What the exercise asks
Copy the lines below exactly, starting at the line that contains "trace --target=office chair" and ending with the final line. Leave the pictures out of your copy.

* * * * * * * * *

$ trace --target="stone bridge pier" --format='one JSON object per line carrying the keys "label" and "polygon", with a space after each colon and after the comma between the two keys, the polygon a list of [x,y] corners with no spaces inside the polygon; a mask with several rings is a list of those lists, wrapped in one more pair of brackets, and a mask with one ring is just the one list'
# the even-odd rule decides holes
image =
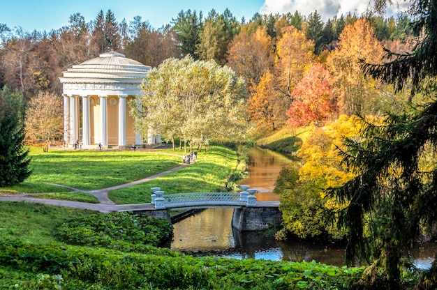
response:
{"label": "stone bridge pier", "polygon": [[137,205],[131,211],[138,214],[167,220],[171,222],[172,209],[195,210],[199,208],[234,208],[232,226],[240,231],[263,231],[279,227],[282,213],[279,201],[257,201],[255,190],[241,185],[242,191],[235,192],[192,192],[164,194],[161,188],[151,188],[151,203]]}
{"label": "stone bridge pier", "polygon": [[282,213],[278,206],[256,206],[234,208],[232,227],[240,231],[263,231],[279,227]]}

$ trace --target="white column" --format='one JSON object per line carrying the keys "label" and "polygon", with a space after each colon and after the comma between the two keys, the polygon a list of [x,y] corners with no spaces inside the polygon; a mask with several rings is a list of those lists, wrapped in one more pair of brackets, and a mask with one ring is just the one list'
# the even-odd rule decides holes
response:
{"label": "white column", "polygon": [[[137,109],[141,111],[141,107],[140,106],[140,100],[137,98]],[[141,133],[138,132],[136,127],[135,129],[135,144],[136,145],[142,146],[142,136]]]}
{"label": "white column", "polygon": [[100,142],[102,146],[108,146],[108,107],[107,96],[99,96],[100,98]]}
{"label": "white column", "polygon": [[82,97],[82,144],[87,148],[90,143],[89,137],[89,96]]}
{"label": "white column", "polygon": [[128,95],[119,95],[119,146],[126,146],[126,99]]}
{"label": "white column", "polygon": [[70,96],[70,145],[74,146],[76,140],[78,137],[76,134],[76,125],[77,125],[77,122],[76,122],[76,116],[77,113],[76,110],[77,109],[77,106],[76,106],[76,98],[74,96]]}
{"label": "white column", "polygon": [[68,144],[70,132],[68,130],[70,122],[70,99],[67,95],[64,96],[64,144]]}

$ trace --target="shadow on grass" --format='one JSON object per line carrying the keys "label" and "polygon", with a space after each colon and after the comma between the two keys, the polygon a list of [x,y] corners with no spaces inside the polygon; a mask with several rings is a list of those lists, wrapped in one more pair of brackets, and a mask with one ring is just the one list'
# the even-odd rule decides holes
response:
{"label": "shadow on grass", "polygon": [[302,145],[302,139],[298,137],[286,137],[261,146],[274,151],[291,154],[297,152]]}

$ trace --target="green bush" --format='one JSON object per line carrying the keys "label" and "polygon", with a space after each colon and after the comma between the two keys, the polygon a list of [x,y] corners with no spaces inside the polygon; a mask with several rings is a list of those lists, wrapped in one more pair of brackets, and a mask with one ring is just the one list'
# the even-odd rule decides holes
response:
{"label": "green bush", "polygon": [[165,220],[129,213],[94,213],[64,223],[54,234],[59,241],[71,245],[110,247],[114,244],[116,248],[120,243],[158,246],[172,237],[172,226]]}
{"label": "green bush", "polygon": [[34,273],[31,283],[42,277],[50,287],[59,282],[63,289],[347,289],[363,270],[316,262],[164,257],[15,241],[0,241],[1,265],[21,273]]}

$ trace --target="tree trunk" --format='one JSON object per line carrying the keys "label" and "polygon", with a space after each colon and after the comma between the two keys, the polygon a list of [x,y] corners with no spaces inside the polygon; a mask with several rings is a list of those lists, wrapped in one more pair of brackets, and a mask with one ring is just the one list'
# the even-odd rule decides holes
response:
{"label": "tree trunk", "polygon": [[184,152],[186,154],[186,139],[184,137]]}

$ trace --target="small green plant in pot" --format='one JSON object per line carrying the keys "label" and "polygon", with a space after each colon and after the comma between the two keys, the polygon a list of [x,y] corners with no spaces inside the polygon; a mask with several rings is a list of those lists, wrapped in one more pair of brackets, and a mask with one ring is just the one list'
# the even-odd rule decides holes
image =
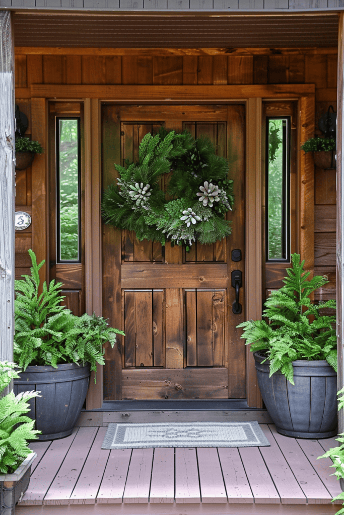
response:
{"label": "small green plant in pot", "polygon": [[44,152],[38,141],[27,136],[15,138],[15,169],[25,170],[31,166],[36,154]]}
{"label": "small green plant in pot", "polygon": [[28,447],[28,440],[37,438],[33,428],[35,421],[26,416],[28,401],[39,391],[24,391],[7,395],[4,390],[18,376],[15,363],[0,362],[0,504],[1,515],[14,513],[14,506],[27,489],[31,466],[36,457]]}
{"label": "small green plant in pot", "polygon": [[29,253],[31,275],[15,281],[13,352],[23,369],[15,386],[39,384],[42,399],[36,400],[31,416],[42,431],[40,439],[49,440],[71,433],[86,398],[90,369],[95,373],[97,363],[105,364],[104,344],[109,341],[113,347],[116,335],[124,333],[109,327],[102,317],[75,316],[61,305],[61,283],[53,280],[48,287],[44,282],[39,294],[39,271],[44,262],[38,265],[32,251]]}
{"label": "small green plant in pot", "polygon": [[312,152],[316,166],[323,169],[336,167],[336,140],[334,138],[311,138],[301,145],[306,153]]}
{"label": "small green plant in pot", "polygon": [[310,296],[327,278],[309,280],[298,254],[291,263],[285,285],[266,301],[264,319],[238,327],[254,352],[259,388],[277,431],[328,438],[337,425],[336,316],[320,310],[335,309],[336,302],[312,303]]}

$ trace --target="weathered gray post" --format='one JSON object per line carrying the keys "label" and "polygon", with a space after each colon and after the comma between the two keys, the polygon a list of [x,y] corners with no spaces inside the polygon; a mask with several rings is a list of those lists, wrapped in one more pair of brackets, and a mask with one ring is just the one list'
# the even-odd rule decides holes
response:
{"label": "weathered gray post", "polygon": [[[338,387],[344,385],[344,136],[343,95],[344,95],[344,13],[339,14],[338,48],[338,90],[337,105],[337,337],[338,342]],[[339,413],[338,433],[344,432],[344,413]]]}
{"label": "weathered gray post", "polygon": [[14,59],[9,11],[0,11],[0,359],[13,359]]}

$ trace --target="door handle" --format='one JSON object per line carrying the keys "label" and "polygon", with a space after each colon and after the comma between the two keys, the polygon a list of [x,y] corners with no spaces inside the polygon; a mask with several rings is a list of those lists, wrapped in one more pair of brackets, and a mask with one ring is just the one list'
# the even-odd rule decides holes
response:
{"label": "door handle", "polygon": [[242,272],[240,270],[232,271],[232,285],[235,288],[235,302],[233,302],[233,312],[235,315],[239,315],[242,311],[242,306],[239,303],[239,289],[242,286]]}

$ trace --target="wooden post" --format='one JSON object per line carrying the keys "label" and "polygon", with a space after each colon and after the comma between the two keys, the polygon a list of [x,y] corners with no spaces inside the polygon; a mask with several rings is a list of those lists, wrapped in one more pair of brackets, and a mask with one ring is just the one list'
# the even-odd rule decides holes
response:
{"label": "wooden post", "polygon": [[[339,14],[338,45],[338,84],[337,105],[337,338],[338,344],[338,389],[343,386],[343,344],[344,343],[344,155],[342,152],[344,130],[343,95],[344,94],[344,13]],[[339,433],[344,432],[344,412],[339,413]]]}
{"label": "wooden post", "polygon": [[13,360],[14,110],[11,13],[0,11],[0,359]]}

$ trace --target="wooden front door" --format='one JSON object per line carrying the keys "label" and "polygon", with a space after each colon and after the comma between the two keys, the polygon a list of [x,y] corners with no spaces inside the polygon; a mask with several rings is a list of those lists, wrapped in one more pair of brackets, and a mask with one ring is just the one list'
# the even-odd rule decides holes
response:
{"label": "wooden front door", "polygon": [[[102,112],[103,187],[114,163],[137,157],[143,136],[161,125],[206,136],[230,163],[235,204],[233,234],[185,248],[135,238],[103,225],[103,313],[125,337],[106,351],[104,399],[244,399],[245,106],[118,106]],[[240,261],[232,251],[241,251]],[[242,272],[240,314],[233,305],[233,270]]]}

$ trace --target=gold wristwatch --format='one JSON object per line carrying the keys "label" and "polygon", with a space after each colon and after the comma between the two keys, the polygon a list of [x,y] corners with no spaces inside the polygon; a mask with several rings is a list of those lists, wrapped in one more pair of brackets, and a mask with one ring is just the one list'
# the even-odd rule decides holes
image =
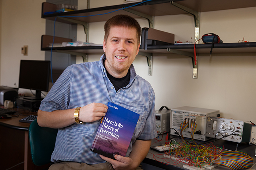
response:
{"label": "gold wristwatch", "polygon": [[75,117],[75,121],[76,122],[76,124],[82,124],[83,123],[83,122],[82,121],[79,121],[78,119],[78,115],[79,115],[79,110],[80,110],[81,107],[77,107],[76,108],[76,110],[75,110],[75,112],[74,112],[74,116]]}

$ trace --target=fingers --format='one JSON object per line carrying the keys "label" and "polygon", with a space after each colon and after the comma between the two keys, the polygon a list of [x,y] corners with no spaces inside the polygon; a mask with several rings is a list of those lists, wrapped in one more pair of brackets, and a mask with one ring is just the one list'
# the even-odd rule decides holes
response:
{"label": "fingers", "polygon": [[85,122],[91,122],[105,116],[108,106],[102,103],[92,103],[82,107],[79,111],[79,119]]}

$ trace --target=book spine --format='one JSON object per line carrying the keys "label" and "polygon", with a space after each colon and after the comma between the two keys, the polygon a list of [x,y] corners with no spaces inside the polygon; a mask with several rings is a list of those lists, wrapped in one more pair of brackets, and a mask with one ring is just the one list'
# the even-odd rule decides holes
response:
{"label": "book spine", "polygon": [[[108,111],[108,110],[107,111],[107,112],[106,113],[106,115]],[[106,115],[105,115],[106,116]],[[96,145],[96,143],[97,143],[97,141],[98,140],[98,137],[99,137],[99,131],[100,131],[101,128],[102,127],[102,120],[103,120],[103,119],[104,119],[104,117],[103,117],[101,119],[101,124],[99,125],[99,129],[98,130],[98,131],[97,131],[97,134],[96,134],[96,137],[95,137],[95,139],[94,139],[94,141],[93,141],[93,145],[91,146],[91,151],[93,151],[93,150],[94,149],[94,147],[95,147],[95,145]]]}

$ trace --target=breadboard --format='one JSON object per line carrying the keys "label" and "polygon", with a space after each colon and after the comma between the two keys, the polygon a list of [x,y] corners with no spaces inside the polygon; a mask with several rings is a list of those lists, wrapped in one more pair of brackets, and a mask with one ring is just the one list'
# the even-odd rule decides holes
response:
{"label": "breadboard", "polygon": [[[165,158],[171,158],[172,160],[177,160],[180,162],[182,162],[187,163],[183,159],[180,159],[179,158],[177,158],[175,157],[172,156],[170,157],[170,156],[168,154],[165,154],[163,155],[163,157]],[[189,166],[187,165],[183,165],[183,167],[187,168],[190,170],[204,170],[204,169],[211,170],[215,167],[219,165],[219,164],[213,164],[212,165],[202,165],[202,168],[197,168],[195,166]]]}
{"label": "breadboard", "polygon": [[169,149],[169,145],[159,145],[150,147],[152,149],[156,150],[159,152],[163,152],[165,151],[168,151]]}

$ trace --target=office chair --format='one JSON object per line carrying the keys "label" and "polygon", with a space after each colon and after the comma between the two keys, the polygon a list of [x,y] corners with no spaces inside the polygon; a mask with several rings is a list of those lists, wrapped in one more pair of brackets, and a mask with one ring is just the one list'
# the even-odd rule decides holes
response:
{"label": "office chair", "polygon": [[33,163],[40,166],[50,163],[54,149],[57,129],[39,126],[37,119],[29,128],[29,137]]}

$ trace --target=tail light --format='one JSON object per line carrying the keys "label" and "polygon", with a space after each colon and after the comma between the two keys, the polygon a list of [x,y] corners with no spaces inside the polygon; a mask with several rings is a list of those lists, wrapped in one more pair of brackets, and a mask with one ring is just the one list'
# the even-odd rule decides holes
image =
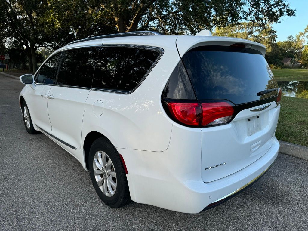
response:
{"label": "tail light", "polygon": [[280,100],[281,100],[281,95],[282,92],[281,92],[281,88],[279,88],[279,91],[278,92],[278,96],[277,96],[277,99],[276,101],[277,102],[277,105],[280,104]]}
{"label": "tail light", "polygon": [[166,112],[172,118],[191,127],[226,124],[231,121],[234,113],[234,105],[226,101],[184,102],[163,99],[163,102]]}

* * * * * * * * *

Reply to the task
$ trace --target=office chair --format='one JSON object per line carrying the keys "label" and "polygon", with a space after each colon and after the comma between the two keys, the polygon a list of [x,y] corners with no spaces inside the polygon; a mask with several rings is a list of those lists, wrapped in one more pair of brackets, and a mask with one ring is just the one list'
# the even-odd rule decides holes
response:
{"label": "office chair", "polygon": [[33,163],[40,166],[50,163],[54,149],[57,129],[39,126],[37,119],[29,128],[29,137]]}

$ trace --target=tail light --format='one JSON object per line carrying the keys "label" and "polygon", with a space after each colon and after the comma between the two keys, the polygon a list of [x,y] corners with no spaces inside the polygon; a mask with several rings is a list of those lists, wrapped in one more pair of brackets, and a mask with one ring is just the one list'
# the even-odd rule decides holes
image =
response:
{"label": "tail light", "polygon": [[280,100],[281,100],[281,95],[282,92],[281,92],[281,88],[279,88],[279,91],[278,92],[278,96],[277,96],[277,99],[276,101],[277,102],[277,105],[280,104]]}
{"label": "tail light", "polygon": [[166,112],[172,118],[191,127],[226,124],[231,121],[234,113],[234,105],[226,101],[184,102],[163,99],[163,102]]}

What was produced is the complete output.